**Stated task:**
In the passage on city council voting, which councillor opposed every single secondary suite application?

**Supplied passage:**
————————

While that makes for a good sound bite, the Manning Foundation has spent over 5,000 hours studying actual council meeting records at City Hall for our aptly named CouncilTracker.ca project. Here is what the numbers — rather than what the politicians — have to say.
The facts don’t support the claim that councillors base their votes on who moves an item, rather than the substance. There are many examples of co-operation and compromise on council, even on contentious issues.
We’ve seen left-leaning councillors advocating for more typically free-market taxi reforms, while right-leaning councillors have adopted “progressive” positions on restricting predatory lending. While Coun. Peter Demong opposed citywide secondary suite reform in 2011, he put forward a successful compromise that legalized secondary suites in all new neighbourhoods moving forward.
Earlier this year, Coun. Sean Chu supported a motion by Coun. Druh Farrell that trimmed the Stephen Avenue cycling budget, while avoiding causing problems for the pilot project.
Do some council members vote together more often than others? Yes — but crucially, it depends on what the issue is. On the most recent budget, council was clearly divided into two coalitions. A larger and more spending-happy coalition, including Nenshi and nine other council members, largely set the agenda and won votes more than 80 per cent of the time. In terms of polarization, Coun. Andre Chabot was the least likely to vote for spending increases, while Coun. Brian Pincott was the most likely — neither of whom were elected in 2013.
On other major issues, such as secondary suites, different blocs emerge. A group of seven council members regularly votes in favour of most secondary suite applications, and another group of three regularly votes against. But the only councillor opposing each and every single application, Jim Stevenson, was elected in 2007. A remaining group of five is usually the swing vote, depending on the specifics of each application.

————————

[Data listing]

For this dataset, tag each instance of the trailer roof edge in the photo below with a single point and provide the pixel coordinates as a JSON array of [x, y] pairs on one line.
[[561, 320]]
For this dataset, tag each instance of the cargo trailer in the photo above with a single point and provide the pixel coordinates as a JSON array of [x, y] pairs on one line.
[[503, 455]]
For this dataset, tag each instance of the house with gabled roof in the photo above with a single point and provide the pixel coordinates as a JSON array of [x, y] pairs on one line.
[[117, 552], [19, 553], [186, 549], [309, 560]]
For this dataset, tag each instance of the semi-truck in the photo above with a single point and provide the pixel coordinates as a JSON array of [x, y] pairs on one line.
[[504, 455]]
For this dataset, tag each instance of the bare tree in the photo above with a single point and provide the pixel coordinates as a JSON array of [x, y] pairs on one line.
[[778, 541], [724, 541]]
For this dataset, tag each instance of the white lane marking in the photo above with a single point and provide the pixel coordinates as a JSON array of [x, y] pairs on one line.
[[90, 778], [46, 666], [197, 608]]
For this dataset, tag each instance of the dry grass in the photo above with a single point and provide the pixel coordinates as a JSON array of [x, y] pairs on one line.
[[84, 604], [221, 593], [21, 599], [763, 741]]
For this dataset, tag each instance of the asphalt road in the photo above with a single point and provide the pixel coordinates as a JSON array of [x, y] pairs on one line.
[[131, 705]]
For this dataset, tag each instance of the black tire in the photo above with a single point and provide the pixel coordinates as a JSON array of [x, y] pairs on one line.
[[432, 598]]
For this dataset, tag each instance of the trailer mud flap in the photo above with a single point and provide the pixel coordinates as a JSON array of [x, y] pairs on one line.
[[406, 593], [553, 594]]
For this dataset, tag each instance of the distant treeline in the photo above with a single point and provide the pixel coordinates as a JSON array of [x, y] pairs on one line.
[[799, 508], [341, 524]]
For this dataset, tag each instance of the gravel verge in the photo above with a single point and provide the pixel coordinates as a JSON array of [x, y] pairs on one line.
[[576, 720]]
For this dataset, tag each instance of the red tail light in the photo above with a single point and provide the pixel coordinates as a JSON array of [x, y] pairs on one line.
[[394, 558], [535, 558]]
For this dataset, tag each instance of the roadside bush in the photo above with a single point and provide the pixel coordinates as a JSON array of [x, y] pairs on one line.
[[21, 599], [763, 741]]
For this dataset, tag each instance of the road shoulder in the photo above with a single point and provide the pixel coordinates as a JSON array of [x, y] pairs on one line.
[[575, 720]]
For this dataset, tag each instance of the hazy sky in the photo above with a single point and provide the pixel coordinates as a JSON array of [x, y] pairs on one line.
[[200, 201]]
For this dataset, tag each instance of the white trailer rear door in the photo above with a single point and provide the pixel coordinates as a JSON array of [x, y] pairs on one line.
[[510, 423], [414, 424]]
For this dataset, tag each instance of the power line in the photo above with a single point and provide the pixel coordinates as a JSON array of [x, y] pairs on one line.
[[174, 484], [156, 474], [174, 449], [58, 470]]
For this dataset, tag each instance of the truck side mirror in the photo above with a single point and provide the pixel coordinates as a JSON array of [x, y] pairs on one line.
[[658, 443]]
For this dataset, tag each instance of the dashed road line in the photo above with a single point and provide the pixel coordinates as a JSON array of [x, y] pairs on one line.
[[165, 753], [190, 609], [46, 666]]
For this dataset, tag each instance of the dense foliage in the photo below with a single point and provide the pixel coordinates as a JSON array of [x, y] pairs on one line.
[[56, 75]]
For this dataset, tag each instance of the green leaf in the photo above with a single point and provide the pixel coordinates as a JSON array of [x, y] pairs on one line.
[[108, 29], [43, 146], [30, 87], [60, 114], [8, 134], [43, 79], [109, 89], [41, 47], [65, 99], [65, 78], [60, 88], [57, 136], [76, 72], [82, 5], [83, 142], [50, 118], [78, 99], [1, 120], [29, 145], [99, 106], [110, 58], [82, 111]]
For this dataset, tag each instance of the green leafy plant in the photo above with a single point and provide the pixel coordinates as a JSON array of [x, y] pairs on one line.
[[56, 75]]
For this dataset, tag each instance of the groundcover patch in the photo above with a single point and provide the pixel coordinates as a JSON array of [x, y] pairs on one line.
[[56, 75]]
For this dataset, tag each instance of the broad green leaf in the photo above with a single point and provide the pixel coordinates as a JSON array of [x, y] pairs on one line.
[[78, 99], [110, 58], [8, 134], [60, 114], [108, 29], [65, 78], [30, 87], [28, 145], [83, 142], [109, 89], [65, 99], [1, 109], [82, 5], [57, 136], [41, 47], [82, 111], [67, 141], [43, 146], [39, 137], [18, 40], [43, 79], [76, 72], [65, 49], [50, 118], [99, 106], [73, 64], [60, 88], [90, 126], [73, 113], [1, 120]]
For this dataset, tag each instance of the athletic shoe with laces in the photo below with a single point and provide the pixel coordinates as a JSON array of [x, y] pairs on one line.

————————

**Response:**
Jim Stevenson